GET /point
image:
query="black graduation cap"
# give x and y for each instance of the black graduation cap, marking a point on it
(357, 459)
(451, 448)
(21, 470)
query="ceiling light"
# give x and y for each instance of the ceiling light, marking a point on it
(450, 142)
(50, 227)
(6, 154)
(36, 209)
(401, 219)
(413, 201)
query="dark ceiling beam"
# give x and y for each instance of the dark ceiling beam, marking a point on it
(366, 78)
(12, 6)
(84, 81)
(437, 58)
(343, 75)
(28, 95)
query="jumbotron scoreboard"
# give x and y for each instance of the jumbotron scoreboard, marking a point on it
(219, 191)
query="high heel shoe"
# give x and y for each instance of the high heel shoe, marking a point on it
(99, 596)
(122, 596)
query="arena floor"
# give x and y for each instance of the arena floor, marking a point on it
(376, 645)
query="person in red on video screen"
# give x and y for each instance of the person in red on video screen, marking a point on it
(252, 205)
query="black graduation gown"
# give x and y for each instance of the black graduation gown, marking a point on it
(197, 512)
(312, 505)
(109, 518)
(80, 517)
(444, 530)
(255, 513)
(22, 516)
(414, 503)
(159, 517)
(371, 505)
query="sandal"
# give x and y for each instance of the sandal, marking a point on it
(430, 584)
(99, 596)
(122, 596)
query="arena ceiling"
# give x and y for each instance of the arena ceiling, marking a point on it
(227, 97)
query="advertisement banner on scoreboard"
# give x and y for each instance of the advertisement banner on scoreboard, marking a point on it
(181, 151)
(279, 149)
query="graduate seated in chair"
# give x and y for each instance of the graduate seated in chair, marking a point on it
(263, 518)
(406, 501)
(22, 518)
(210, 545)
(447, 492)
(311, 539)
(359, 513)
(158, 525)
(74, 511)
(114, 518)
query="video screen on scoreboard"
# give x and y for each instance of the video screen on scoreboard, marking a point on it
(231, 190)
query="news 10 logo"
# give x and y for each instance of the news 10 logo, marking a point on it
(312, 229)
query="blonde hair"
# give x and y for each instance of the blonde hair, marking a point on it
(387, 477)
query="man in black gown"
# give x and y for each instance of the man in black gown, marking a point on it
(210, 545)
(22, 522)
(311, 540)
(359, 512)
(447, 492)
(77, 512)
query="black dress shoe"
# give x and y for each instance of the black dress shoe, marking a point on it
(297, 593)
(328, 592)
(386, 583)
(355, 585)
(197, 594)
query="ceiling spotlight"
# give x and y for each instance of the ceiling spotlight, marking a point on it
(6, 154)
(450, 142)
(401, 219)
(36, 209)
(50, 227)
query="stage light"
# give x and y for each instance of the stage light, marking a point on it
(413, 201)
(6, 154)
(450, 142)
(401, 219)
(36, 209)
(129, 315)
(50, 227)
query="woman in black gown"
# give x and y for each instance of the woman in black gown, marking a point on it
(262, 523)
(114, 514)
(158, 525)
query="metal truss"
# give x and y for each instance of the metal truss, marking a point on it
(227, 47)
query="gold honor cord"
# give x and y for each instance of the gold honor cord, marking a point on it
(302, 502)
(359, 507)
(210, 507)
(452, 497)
□ □ □
Stated exercise
Print out every entry, keeping each one exact.

Reply
GET /point
image:
query="black graduation cap"
# give x and y for each instance of the black graduation cap, marking a point on it
(357, 459)
(451, 448)
(21, 470)
query="ceiling light"
# give x and y for each instance of the ceiling light, marking a point on it
(450, 142)
(50, 227)
(6, 154)
(36, 209)
(401, 219)
(413, 201)
query="dark ceiling beam"
# give x and y for each instance of the dark ceiling beam, marking a point on it
(366, 78)
(12, 6)
(84, 81)
(437, 58)
(343, 75)
(28, 95)
query="jumbotron scoreboard"
# give x and y for each instance of the jumbotron scoreboard, marking a point on it
(219, 191)
query="high heel shoe"
# give x and y for each instance of the high heel shoe, marking a point on it
(99, 596)
(122, 596)
query="arena floor"
# give x and y for each instance of the arena floor, marking a point on it
(376, 645)
query="person in red on video screen"
# give x and y for each instance of the person in red on video screen, marking a point on it
(252, 205)
query="black graduation gown"
# give x and y for each instance of the black graduation gown, marking a point on it
(197, 512)
(312, 505)
(109, 518)
(80, 517)
(444, 530)
(255, 513)
(22, 516)
(414, 503)
(159, 517)
(371, 505)
query="sandal"
# give x and y for each instance of the sandal, marking a point on it
(430, 584)
(99, 596)
(122, 596)
query="arena ceiling"
# give x and y for each instance of the arena ceiling, marking a point on it
(227, 97)
query="advertisement banner on scoreboard"
# give x and y for each instance of the advertisement banner on scoreboard, marking a point on it
(181, 151)
(279, 149)
query="graduate seated in chair"
# give x and y for each instance of the graduate seated in chair, marking a point on it
(263, 518)
(406, 501)
(22, 518)
(210, 545)
(447, 492)
(311, 539)
(359, 513)
(158, 525)
(74, 511)
(114, 518)
query="video screen on scoreboard"
# give x and y for each instance of the video screen on scoreboard, marking a point on it
(231, 190)
query="news 10 logo"
# give x and y for each instance of the news 10 logo, marking a point on it
(312, 229)
query="blonde hair"
# give x and y for each instance of the blonde hair, marking a point on it
(387, 477)
query="man in black gown"
# give x and y for each instance of the man in black gown, marking a point on it
(210, 545)
(22, 522)
(311, 540)
(359, 512)
(447, 492)
(77, 512)
query="black dress shoe"
# give x and y for each instance of the black dress shoe, marking a point on it
(297, 593)
(328, 592)
(386, 583)
(355, 585)
(197, 594)
query="ceiling spotlight"
# give x and y for each instance of the ceiling spotlight, marking a point on it
(6, 154)
(450, 142)
(401, 219)
(36, 209)
(50, 227)
query="stage light"
# give x and y for each instance of the stage light, marking a point on it
(413, 201)
(6, 154)
(450, 142)
(401, 219)
(36, 209)
(129, 315)
(50, 227)
query="woman in black gown"
# give x and y for each instance of the woman in black gown, marking a point on it
(262, 523)
(114, 514)
(158, 525)
query="metal truss"
# give x and y for each instance of the metal truss, marking a point on it
(227, 47)
query="gold honor cord"
# give x and y for each instance of the gold honor cord, marking a point on it
(302, 502)
(359, 507)
(210, 507)
(452, 497)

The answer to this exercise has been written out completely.